■ **To-do list**
1. From the R mailing list post, list each name that is written with a pair of parentheses, such as setdiff(). Give each one once.
2. In the R mailing list post, rewrite everything from "Bert Gunter bgunter.4567" down to "does the matching)", swapping "cleaner" for "simpler".

# Passage start

[R] select from data frame

Bert Gunter bgunter.4567 at gmail.com
Sun Jul 16 00:05:25 CEST 2017


...
and here is a slightly cleaner and more transparent way of doing the
same thing (setdiff() does the matching)

> with(df, setdiff(ID,ID[samples %in% c("B","C") ]))
[1] 3

-- Bert



Bert Gunter

"The trouble with having an open mind is that people keep coming along
and sticking things into it."
-- Opus (aka Berkeley Breathed in his "Bloom County" comic strip )


On Sat, Jul 15, 2017 at 9:23 AM, Bert Gunter <bgunter.4567 at gmail.com> wrote:
> If I understand correctly, no looping (ave(), for()) or type casting
> (as.character()) is needed -- indexing and matching suffice:
>
>> with(df, ID[!ID %in% unique(ID[samples %in% c("B","C") ])])

# Passage end
# Supplied records start

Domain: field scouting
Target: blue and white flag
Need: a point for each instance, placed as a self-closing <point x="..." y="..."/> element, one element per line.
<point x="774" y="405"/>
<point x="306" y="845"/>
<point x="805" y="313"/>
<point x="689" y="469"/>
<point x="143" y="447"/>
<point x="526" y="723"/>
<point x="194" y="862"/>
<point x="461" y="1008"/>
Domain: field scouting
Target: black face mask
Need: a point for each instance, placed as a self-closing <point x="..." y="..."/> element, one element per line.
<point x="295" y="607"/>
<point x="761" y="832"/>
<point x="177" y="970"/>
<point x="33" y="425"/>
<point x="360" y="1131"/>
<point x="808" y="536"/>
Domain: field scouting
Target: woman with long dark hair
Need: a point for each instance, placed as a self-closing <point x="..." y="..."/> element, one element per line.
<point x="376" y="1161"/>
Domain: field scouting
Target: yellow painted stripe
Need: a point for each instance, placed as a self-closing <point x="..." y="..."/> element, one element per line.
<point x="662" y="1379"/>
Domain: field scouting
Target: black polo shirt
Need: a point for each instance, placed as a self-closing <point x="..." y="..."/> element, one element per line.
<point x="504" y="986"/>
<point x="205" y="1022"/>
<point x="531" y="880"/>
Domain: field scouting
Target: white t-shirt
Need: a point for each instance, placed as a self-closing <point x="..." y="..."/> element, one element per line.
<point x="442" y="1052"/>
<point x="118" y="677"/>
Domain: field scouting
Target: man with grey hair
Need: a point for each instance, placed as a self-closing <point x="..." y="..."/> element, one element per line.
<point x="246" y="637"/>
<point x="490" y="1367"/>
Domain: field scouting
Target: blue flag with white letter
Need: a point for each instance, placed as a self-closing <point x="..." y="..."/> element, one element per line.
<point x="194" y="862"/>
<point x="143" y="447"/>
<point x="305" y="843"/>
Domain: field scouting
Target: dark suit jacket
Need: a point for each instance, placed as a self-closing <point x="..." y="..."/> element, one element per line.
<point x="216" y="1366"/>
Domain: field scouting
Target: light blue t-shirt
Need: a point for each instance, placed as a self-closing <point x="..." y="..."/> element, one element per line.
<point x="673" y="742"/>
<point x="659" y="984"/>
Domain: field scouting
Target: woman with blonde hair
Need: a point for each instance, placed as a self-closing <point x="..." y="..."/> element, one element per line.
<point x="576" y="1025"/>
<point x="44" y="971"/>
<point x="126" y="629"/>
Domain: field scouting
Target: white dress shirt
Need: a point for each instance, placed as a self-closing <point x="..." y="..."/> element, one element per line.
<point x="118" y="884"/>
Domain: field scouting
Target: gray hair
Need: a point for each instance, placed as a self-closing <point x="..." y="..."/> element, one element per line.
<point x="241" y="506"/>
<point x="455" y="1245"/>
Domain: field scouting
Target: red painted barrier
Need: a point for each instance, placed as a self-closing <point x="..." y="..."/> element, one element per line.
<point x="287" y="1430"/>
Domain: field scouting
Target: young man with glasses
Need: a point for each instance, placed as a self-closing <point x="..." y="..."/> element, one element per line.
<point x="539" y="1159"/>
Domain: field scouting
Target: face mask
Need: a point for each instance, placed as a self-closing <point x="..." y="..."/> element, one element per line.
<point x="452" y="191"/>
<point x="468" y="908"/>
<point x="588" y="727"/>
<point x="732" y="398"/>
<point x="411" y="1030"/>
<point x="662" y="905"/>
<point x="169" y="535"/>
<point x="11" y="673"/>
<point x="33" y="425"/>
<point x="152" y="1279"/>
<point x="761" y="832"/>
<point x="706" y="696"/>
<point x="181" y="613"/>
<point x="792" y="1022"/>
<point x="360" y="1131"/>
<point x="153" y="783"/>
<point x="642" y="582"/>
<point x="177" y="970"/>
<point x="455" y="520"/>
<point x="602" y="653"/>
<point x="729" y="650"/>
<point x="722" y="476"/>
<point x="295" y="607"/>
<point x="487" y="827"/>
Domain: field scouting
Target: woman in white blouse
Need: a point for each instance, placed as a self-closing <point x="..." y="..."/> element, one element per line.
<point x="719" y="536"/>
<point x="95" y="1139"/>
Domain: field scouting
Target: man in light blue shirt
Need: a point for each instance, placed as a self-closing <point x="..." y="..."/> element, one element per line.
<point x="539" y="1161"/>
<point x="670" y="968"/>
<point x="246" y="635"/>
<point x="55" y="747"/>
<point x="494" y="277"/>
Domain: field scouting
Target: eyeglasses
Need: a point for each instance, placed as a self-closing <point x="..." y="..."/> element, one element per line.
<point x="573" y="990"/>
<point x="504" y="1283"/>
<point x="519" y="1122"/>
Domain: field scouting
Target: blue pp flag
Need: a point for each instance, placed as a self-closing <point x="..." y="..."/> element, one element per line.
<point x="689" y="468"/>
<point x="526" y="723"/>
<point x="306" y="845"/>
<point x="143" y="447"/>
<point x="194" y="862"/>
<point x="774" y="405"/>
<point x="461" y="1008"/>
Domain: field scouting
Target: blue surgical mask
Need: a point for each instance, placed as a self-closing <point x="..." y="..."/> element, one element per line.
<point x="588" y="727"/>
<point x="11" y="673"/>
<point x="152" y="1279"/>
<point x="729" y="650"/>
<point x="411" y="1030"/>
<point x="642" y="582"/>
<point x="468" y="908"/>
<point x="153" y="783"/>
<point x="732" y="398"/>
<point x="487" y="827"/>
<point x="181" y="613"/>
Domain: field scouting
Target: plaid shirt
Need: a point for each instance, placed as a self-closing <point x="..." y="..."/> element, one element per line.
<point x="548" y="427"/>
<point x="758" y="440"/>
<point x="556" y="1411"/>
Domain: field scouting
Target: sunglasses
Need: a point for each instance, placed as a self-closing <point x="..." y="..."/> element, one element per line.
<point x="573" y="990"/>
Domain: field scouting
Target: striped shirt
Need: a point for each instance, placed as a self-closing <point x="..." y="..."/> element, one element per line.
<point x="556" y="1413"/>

# Supplied records end

■ **Solutions below**
1. setdiff(), with(), c(), ave(), for(), as.character(), unique()

2.
Bert Gunter bgunter.4567 at gmail.com
Sun Jul 16 00:05:25 CEST 2017


...
and here is a slightly simpler and more transparent way of doing the
same thing (setdiff() does the matching)